**Work instructions**
Revise every line of each item below so that "instance" becomes "object", keeping everything else unchanged, and omit the pictures from your answer.

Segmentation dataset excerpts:

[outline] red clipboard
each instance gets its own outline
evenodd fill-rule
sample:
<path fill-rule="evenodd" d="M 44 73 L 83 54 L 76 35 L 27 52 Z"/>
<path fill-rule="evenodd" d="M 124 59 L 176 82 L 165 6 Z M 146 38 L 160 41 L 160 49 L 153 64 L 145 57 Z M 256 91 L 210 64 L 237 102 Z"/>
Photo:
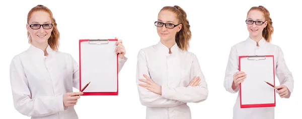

**Reply to the exercise**
[outline] red clipboard
each object gets its own outline
evenodd fill-rule
sample:
<path fill-rule="evenodd" d="M 44 73 L 83 54 L 76 35 L 27 52 Z"/>
<path fill-rule="evenodd" d="M 124 59 L 176 82 L 165 6 Z M 146 38 L 160 41 L 160 49 L 153 64 L 145 57 Z M 256 91 L 210 64 L 237 102 Z"/>
Photo:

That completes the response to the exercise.